### Work to be completed
Could you express the items as a Markdown table with the columns Row and Line, skipping blank lines? Begin at the line that has "drop a point: the black suv", and stop after the final line of the items.

### Excerpts from a point-labeling dataset
###

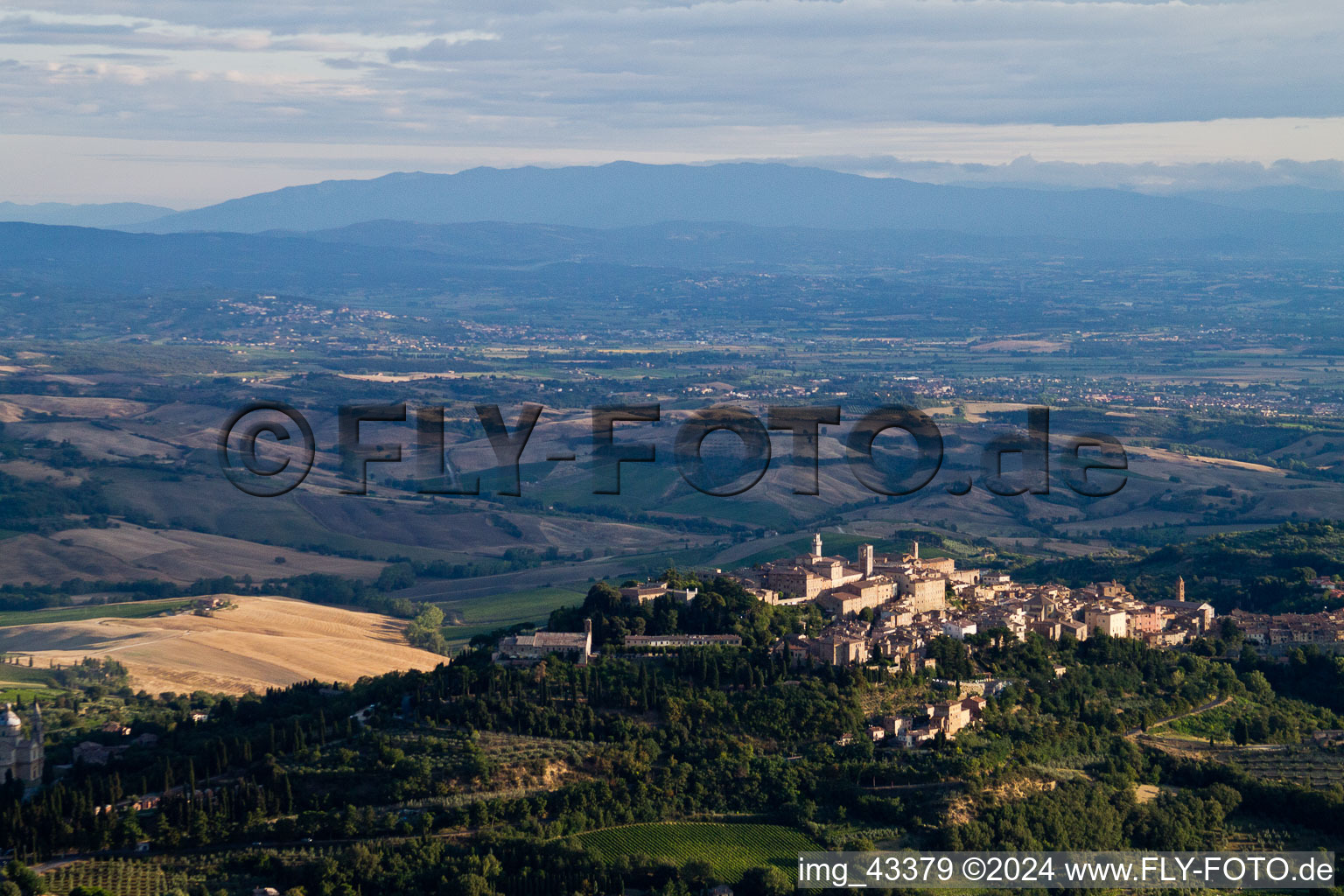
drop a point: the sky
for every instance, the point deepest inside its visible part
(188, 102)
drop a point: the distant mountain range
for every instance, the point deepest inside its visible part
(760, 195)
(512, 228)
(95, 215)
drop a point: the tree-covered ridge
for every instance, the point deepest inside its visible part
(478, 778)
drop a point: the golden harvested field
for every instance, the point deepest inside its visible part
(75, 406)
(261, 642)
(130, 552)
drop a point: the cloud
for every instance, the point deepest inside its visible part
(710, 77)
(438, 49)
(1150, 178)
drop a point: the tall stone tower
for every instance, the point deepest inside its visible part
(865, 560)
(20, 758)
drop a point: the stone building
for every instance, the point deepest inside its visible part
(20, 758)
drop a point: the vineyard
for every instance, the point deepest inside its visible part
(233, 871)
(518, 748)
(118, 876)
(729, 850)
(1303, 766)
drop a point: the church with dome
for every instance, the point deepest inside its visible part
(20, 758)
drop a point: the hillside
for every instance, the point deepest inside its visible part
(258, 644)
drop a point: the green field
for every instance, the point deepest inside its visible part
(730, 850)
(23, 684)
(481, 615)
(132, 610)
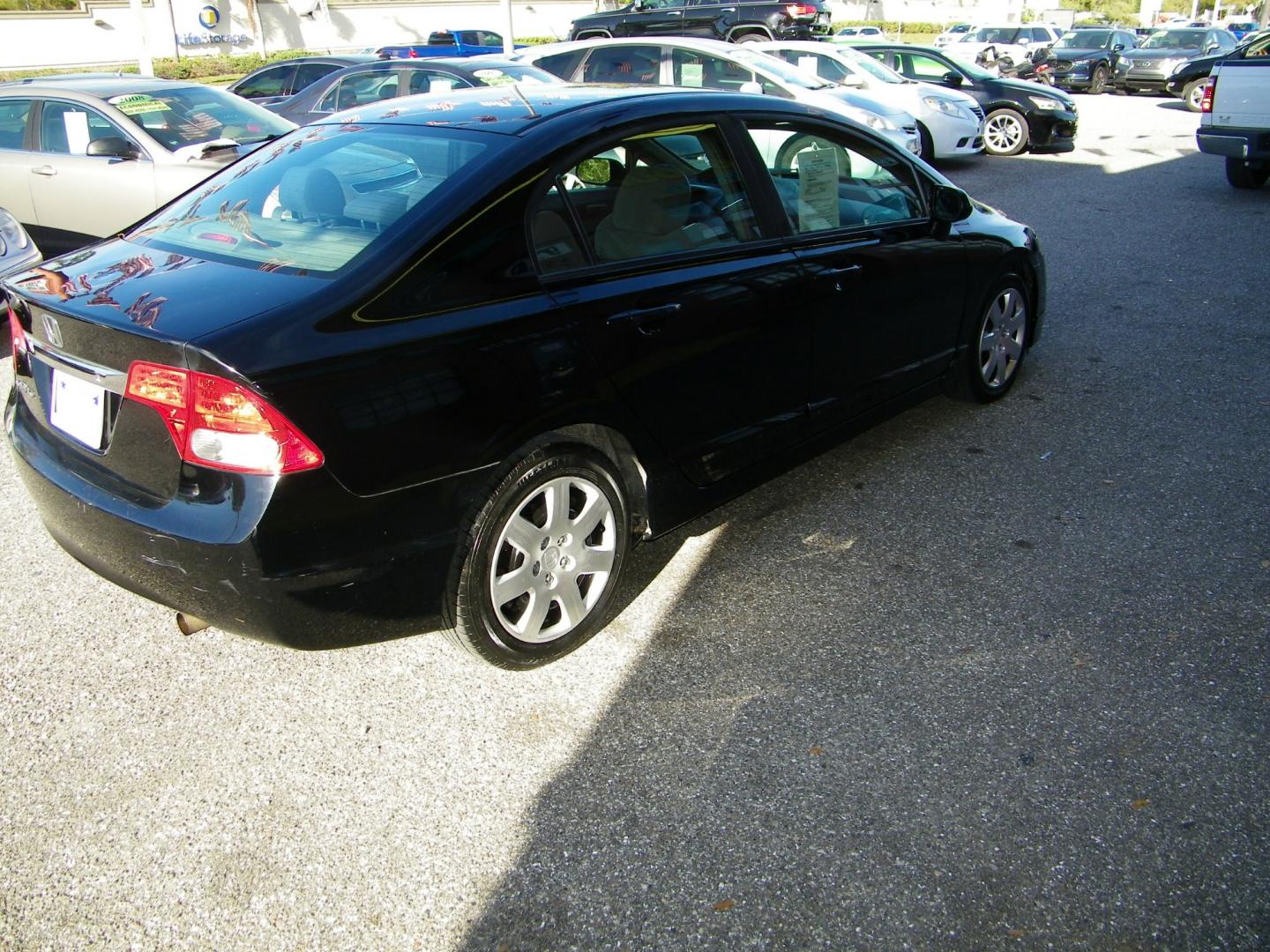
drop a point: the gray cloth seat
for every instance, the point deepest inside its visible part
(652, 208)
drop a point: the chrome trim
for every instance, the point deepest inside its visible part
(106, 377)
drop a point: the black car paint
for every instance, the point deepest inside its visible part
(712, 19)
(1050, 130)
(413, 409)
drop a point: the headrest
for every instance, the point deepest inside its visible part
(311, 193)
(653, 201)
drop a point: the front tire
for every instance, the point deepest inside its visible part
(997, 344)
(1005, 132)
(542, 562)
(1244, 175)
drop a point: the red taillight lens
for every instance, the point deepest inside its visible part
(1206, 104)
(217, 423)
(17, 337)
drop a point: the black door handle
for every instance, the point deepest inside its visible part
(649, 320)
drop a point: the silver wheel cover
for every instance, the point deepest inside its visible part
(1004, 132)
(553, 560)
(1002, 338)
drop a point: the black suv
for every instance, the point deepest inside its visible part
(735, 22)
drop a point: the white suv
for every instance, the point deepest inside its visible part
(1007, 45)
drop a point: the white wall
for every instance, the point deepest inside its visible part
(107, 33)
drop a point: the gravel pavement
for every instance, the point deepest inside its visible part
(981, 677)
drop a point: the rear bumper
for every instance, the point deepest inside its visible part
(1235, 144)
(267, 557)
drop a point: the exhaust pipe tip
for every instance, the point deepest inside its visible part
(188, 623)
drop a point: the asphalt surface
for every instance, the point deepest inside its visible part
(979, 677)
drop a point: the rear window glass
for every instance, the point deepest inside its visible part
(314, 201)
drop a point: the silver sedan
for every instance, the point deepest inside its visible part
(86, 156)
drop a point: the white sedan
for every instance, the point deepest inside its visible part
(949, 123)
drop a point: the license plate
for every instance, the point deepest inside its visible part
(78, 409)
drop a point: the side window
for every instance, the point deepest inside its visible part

###

### Answer for the task
| Row | Line |
|---|---|
| 1 | drop a point: the black suv |
| 2 | for every instance, the point deepest inside its visible part |
| 3 | (735, 22) |
| 4 | drop a point: the white suv |
| 5 | for every instance, the point deepest inside its visible part |
| 6 | (1007, 45) |
| 7 | drop a point: the white wall |
| 8 | for every instance, the point deepest inside its visible part |
| 9 | (107, 33) |
| 10 | drop a point: the gravel pavement |
| 11 | for every instance, the point deepest inside its visible part |
| 12 | (981, 677) |
| 13 | drop a point: the rear bumper |
| 14 | for every instance, the point deepest inside its visible part |
| 15 | (1235, 144) |
| 16 | (267, 557) |
| 17 | drop a point: the exhaust pipe tip |
| 18 | for every instance, the point deepest inside its visible part |
| 19 | (188, 623) |
| 20 | drop a point: the asphalt surface |
| 21 | for every instance, the point deepest inside its visible part |
| 22 | (979, 677) |
| 23 | drop a point: the rear window glass |
| 24 | for every instance, the point deepest inside its visible part |
| 25 | (314, 201) |
| 26 | drop a point: the silver sedan |
| 27 | for every instance, the point deepest inside its visible part |
| 28 | (86, 156) |
| 29 | drop a point: the white sedan |
| 30 | for every instance, the point deepest inside its visible part |
| 31 | (949, 123) |
| 32 | drop a point: the license plate |
| 33 | for every instance, the point deepest inside its visible part |
| 34 | (78, 409) |
| 35 | drop a point: the side window |
| 36 | for every instance, the point deepest inside its visible part |